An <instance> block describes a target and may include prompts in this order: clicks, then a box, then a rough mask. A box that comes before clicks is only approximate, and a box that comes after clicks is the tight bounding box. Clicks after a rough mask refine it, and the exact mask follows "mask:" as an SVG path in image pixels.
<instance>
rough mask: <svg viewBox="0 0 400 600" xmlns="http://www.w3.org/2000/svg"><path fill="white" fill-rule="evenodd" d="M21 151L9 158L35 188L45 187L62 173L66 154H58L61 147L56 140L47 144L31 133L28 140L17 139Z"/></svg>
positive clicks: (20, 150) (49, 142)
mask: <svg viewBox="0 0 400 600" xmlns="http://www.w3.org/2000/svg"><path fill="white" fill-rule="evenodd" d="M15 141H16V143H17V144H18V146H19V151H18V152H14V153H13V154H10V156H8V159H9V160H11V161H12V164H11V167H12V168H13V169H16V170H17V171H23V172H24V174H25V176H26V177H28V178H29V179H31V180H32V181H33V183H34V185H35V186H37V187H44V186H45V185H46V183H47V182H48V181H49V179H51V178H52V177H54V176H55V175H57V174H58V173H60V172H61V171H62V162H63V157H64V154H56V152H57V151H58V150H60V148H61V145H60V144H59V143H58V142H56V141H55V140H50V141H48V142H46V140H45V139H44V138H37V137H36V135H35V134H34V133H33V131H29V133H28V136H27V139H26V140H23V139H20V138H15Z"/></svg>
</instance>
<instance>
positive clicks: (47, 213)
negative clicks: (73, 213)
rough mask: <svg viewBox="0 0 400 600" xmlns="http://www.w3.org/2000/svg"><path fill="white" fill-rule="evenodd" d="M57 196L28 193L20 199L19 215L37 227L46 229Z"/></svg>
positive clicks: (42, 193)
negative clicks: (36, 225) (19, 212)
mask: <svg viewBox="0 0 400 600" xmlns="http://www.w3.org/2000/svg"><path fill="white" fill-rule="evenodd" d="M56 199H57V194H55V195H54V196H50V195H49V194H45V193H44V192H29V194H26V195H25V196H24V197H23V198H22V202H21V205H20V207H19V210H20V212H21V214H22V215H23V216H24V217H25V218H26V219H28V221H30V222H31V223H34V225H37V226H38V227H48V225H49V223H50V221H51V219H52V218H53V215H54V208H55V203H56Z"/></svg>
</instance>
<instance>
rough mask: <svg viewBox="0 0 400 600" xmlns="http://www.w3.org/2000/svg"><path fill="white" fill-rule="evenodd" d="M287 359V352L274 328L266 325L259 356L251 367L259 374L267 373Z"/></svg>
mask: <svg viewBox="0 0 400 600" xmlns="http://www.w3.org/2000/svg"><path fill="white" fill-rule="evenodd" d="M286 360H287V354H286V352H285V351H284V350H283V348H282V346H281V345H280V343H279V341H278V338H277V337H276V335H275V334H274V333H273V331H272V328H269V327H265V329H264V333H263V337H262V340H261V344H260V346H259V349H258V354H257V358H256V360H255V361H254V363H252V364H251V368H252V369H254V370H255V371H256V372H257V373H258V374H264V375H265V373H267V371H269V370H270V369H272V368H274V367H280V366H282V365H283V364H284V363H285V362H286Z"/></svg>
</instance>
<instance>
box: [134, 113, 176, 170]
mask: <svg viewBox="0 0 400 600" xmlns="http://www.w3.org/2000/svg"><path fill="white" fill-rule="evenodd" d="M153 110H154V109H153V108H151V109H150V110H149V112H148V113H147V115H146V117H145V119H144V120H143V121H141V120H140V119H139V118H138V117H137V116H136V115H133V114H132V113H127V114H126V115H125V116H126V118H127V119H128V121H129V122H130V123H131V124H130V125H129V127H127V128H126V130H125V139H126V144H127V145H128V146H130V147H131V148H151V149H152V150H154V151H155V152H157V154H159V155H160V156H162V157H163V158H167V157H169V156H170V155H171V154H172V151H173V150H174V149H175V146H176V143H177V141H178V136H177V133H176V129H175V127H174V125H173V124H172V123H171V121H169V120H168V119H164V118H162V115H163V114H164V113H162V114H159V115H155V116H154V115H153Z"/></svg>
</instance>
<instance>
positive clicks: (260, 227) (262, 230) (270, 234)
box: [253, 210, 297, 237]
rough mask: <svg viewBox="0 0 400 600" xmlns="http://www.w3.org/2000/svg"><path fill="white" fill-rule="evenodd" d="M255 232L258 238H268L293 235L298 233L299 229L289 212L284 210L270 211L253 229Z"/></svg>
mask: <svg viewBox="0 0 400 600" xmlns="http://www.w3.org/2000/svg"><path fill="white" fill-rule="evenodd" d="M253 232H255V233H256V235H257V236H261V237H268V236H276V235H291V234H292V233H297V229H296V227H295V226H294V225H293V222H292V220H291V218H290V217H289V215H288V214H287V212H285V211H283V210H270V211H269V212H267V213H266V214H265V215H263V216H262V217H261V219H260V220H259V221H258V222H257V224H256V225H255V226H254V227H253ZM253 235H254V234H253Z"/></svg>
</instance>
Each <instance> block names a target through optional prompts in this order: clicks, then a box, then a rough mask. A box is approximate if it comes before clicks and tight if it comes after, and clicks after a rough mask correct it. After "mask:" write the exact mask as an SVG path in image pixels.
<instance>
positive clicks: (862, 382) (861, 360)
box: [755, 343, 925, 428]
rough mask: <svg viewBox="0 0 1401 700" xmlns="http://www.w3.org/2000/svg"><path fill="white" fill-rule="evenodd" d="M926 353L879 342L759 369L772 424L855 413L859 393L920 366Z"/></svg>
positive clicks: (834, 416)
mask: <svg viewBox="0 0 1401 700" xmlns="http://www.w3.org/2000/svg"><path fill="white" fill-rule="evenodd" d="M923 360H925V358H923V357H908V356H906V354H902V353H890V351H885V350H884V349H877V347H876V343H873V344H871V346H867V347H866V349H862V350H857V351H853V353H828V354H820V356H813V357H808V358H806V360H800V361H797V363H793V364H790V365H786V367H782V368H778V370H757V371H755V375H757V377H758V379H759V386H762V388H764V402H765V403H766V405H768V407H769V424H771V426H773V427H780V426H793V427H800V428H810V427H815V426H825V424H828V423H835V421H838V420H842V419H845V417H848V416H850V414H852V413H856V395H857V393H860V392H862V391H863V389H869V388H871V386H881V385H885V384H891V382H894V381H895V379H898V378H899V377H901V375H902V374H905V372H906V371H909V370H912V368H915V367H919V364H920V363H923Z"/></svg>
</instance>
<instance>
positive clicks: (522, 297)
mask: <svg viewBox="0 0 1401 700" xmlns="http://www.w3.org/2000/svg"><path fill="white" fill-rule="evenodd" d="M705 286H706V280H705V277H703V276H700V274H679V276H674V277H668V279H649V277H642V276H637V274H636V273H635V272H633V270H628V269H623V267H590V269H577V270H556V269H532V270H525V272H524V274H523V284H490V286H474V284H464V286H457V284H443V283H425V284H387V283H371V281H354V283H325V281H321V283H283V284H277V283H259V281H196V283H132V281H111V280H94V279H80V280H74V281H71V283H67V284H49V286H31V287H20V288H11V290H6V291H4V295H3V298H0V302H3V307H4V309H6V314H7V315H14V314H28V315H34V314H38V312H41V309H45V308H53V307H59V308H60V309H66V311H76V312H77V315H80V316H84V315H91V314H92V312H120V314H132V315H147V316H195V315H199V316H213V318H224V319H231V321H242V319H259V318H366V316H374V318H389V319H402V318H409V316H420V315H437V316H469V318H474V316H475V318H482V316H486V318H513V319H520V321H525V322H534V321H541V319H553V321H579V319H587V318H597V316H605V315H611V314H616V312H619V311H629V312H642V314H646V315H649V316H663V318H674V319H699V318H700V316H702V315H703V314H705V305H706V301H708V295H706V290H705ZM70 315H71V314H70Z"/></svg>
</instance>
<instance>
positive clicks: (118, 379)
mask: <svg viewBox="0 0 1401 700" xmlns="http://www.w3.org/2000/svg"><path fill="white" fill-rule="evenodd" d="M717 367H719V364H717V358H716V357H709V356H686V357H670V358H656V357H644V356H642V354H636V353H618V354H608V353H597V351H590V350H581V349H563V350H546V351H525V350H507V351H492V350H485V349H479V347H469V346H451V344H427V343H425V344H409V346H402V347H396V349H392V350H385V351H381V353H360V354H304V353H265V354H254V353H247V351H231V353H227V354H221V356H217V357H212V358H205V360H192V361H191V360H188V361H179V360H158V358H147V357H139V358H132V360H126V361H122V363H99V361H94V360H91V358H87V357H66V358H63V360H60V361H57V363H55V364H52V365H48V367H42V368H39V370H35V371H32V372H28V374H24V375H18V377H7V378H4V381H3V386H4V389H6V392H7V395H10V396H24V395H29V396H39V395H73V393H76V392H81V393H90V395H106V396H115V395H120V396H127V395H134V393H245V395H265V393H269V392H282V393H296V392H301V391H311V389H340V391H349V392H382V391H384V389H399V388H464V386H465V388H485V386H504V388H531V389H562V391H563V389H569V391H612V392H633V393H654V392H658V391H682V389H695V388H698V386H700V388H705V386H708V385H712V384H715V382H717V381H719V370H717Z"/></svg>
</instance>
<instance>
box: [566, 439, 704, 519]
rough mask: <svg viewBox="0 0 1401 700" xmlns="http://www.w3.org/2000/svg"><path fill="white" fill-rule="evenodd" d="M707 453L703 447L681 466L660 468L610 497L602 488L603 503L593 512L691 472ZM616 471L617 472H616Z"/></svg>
┄┄┄┄┄┄┄┄┄┄┄┄┄┄┄┄┄┄┄┄
- [Task description]:
Show each line in the entries above that contains the string "positive", copying every such line in full.

- [Task answer]:
positive clicks: (20, 150) (49, 142)
positive clicks: (47, 213)
positive clicks: (42, 193)
positive clicks: (260, 227) (262, 230) (270, 234)
positive clicks: (862, 382) (861, 360)
positive clicks: (834, 416)
positive clicks: (522, 297)
positive clicks: (118, 379)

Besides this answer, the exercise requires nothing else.